> **SET PROBLEM**: In the listing below, take the lines from the one containing "For the evaluation set, locate every instance of the white" through the end of the listing and rewrite them with "backpack" switched to "rucksack", leaving everything else unchanged.

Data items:
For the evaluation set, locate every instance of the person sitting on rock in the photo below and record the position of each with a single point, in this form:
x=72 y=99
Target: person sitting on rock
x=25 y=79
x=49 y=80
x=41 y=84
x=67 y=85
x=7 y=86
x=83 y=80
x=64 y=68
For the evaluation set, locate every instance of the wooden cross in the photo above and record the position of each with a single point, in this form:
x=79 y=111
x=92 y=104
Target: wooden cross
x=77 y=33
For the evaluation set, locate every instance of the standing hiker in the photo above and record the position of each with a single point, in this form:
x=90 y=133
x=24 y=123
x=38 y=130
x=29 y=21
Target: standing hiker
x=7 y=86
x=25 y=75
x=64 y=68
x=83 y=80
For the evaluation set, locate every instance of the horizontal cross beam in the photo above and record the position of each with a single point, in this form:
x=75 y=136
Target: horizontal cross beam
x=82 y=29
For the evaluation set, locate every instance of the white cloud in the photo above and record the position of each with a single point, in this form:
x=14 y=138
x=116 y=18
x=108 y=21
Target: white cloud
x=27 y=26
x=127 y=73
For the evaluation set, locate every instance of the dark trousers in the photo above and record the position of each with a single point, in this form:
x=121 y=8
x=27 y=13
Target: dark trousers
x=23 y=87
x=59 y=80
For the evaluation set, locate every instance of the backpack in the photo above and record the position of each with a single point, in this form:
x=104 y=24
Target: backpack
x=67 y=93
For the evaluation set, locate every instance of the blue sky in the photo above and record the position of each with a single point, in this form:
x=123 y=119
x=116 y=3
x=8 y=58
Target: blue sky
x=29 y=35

> **SOLUTION TO THIS PROBLEM**:
For the evaluation set, locate every instance of the white cloud in the photo above and record the position of each with a single point, in this form:
x=14 y=138
x=116 y=18
x=108 y=21
Target: white cloud
x=27 y=26
x=127 y=73
For the evaluation set, locate every instance of the dark trousers in the photo above and record the position of each with a single point, in this form:
x=121 y=8
x=27 y=13
Target: dark trousers
x=23 y=87
x=59 y=80
For the evaluation set, locate every instance of the rucksack in the photo above and record the position of each with a single point, in this form:
x=104 y=24
Target: rucksack
x=67 y=93
For the evaluation set, locate every instance of the blue sky in the photo above and record the position of each with a single point, in this form:
x=123 y=119
x=116 y=3
x=8 y=58
Target: blue sky
x=29 y=35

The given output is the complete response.